• EXERCISE TASKS
a - From the vitamin K text below, list every toxicity effect the text reports as found in infants.
b - Answer these questions using the vitamin K text below:
(i) About how much vitamin K does breast milk contain per liter?
(ii) What INR range is the general marker for therapeutic treatments such as warfarin anticoagulation?
(iii) Which form of vitamin K is a synthetic precursor no longer used to treat deficiency?
c - In the vitamin K text below, condense the paragraph beginning "Vitamin K deficiency is usually not tested for" into a shorter version that keeps its main facts.

• PROVIDED TEXT

= = = =

Deficiency symptoms of Vitamin K

Signs and symptoms of vitamin K deficiency include:

  • Easy bruising
  • Heavy menstrual periods
  • Gum bleeding
  • Nose bleeding
  • Bleeding within digestive tract
  • Blood in urine (Hematuria)
  • Blood in stool
  • Excessive bleeding from cuts or wounds
  • Excessive bleeding from puncture sites or incisions (from surgery or injections)
  • Impaired clotting
  • Prolonged blood clotting time
  • Decreased levels of prothrombin
  • Increased prothrombin time (PT)
  • Behavioral problems
  • Osteoporosis
  • Cardiovascular disease
  • Stroke
  • Calcification
  • Impaired growth and development in infants

The following are some of the causes of a vitamin K deficiency:

  • Inadequate intake
  • Fat malabsorption(due to coeliac disease, cystic fibrosis, pancreatitis or Crohns disease)
  • Medications (Antibiotics, antacids, Anticoagulants (warfarin, coumarin) and anticonvulsants)
  • Malnutrition (in those with chronic conditions such as cancer)
  • Liver disease (bile duct obstruction or primary biliary cirrhosis)
  • Reduced production in the intestines
  • Poor diet
  • Alcoholism (damages liver function)
  • High salicylates intake (Aspirin)
  • High vitamin E intake

Deficiency of vitamin K is uncommon in healthy adults as vitamin is available in most food sources. However a deficiency is common in newborn children and can cause hemorrhagic disease. This occurs more commonly in breastfed infants due to a lack of the nutrient in breastmilk. Cow’s milk in comparison to human breast milk contain more vitamin K. Breast milk contains approximately 2.5 mcg per litre and cow’s milk containing 5000 mcg per liter. Vitamin K deficiency can lead to infant morbidity and mortality. The risk of hemorrhagic disease in the newborn increases if the mothers has taken certain medications such as anticoagulants or anticonvulsants or antibiotics.

Vitamin K deficiency is usually not tested for in a blood test and a diagnosis is made through the prothrombin time (PT) test if it is suspected through symptoms of excessive bleeding or easy bruising. Deficiency is identified if prothrombin time is prolonged from which INR (International Normalised Ratio) value is determined. If results indicate low levels of vitamin K, the nutrient is supplied through supplements or injections until INR results are at a normal level. This is determined through the INR results. The normal INR for healthy people is 1.1 or lower.

In healthy people an INR level of 1.1 or less is normal. An INR range of 2.0 to 3.0 is the general marker for using in therapeutic treatments such as patients on anticoagulation treatment with warfarin to prevent the risk of stroke, cardiovascular disease, or treat deep vein thrombrosis.

Toxicity symptoms of Vitamin K

The fat-soluble vitamins A, D, E, and K do not need to be taken daily and in extremely high doses. Fat soluble vitamins have the potential to accumulate toxic amounts in the body as they are not as rapidly excreted like water soluble vitamins.

Vitamin K1 (phylloquinone) and vitamin K2 has not shown to be toxic when taken in high doses. Menadione (Vitamin K3) is a synthetic vitamin K precursor which has shown to cause toxicity and is no longer used to treat vitamin K deficiency.

Some of the known effects of vitamin K toxicity symptoms have been found in infants which includes:

  • Jaundice
  • Hyperbilirubinemia
  • Anemia (Hemolytic)
  • Skin rash
  • Liver damage
  • Stomach upset
  • Brain damage

High doses of vitamin K can interfere with warfarin (coumadin) medication. Warfarin works by inhibiting coagulation process and requires the careful monitoring of INR values to assure it is kept within the therapeutic range. Too much warfarin increases risk of bleeding and if warfarin is made ineffective due to high vitamin K this can reduce warfarins blood thinning properties causing blood clots which can cause serious risk to people with these particular health conditions. People on anticoagulants or recommended to avoid foods too high in vitamin K.

High amounts of vitamin K can cause complications for those with kidney disease receiving dialysis treatment.

Precautions and warnings

Vitamin K may interact with certain medications such as warfarin medication. It is important to seek medical guidance from a health physician before supplementing with vitamin K.

= = = =

• EXERCISE DATA

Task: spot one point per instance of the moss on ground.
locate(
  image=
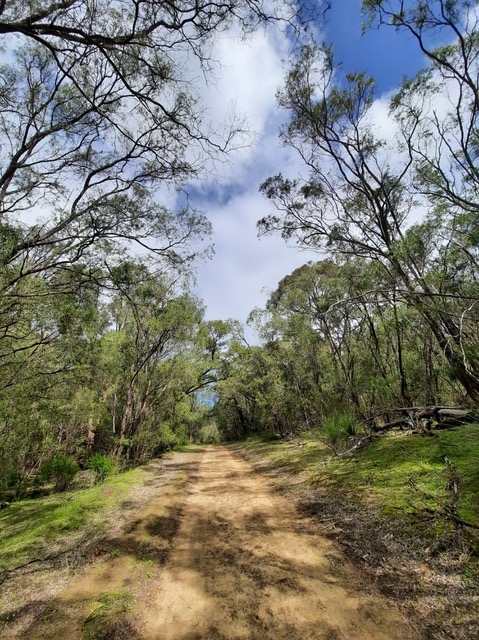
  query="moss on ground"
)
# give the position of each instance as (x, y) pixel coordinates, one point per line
(405, 473)
(28, 525)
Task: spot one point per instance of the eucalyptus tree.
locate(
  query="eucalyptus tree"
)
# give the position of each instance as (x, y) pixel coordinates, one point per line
(364, 192)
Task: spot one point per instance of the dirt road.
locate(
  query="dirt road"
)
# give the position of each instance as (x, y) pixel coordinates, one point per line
(219, 554)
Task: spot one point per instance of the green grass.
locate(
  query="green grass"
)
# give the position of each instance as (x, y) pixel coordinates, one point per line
(405, 474)
(29, 525)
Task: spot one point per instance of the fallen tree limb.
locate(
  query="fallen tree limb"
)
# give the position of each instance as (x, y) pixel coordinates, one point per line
(439, 414)
(362, 442)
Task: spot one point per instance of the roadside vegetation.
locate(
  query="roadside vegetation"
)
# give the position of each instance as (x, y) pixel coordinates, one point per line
(36, 527)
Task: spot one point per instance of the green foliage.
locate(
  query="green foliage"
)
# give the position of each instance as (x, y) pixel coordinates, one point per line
(337, 429)
(210, 434)
(404, 475)
(102, 465)
(28, 525)
(60, 470)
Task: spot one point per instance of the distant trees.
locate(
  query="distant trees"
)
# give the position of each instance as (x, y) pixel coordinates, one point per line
(365, 193)
(102, 346)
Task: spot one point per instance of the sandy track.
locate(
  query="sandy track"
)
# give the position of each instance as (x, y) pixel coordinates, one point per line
(243, 566)
(218, 554)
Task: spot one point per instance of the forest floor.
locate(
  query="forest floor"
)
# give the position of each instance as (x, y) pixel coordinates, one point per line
(205, 548)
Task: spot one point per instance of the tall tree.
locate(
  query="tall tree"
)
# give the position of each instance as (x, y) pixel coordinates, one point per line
(362, 194)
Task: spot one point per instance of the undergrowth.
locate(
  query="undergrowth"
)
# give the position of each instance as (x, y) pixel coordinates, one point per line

= = = =

• SOLUTIONS TO THE PROBLEMS
a -
- Jaundice
- Hyperbilirubinemia
- Anemia (Hemolytic)
- Skin rash
- Liver damage
- Stomach upset
- Brain damage

b -
(i) About 2.5 mcg per liter.
(ii) 2.0 to 3.0.
(iii) Menadione (Vitamin K3).

c - A standard blood test usually doesn't check for vitamin K deficiency. If symptoms such as excessive bleeding or easy bruising suggest it, doctors use a prothrombin time (PT) test. A prolonged PT indicates deficiency, and the INR value is calculated from it. Low vitamin K is treated with supplements or injections until the INR returns to normal, which for healthy people is 1.1 or lower.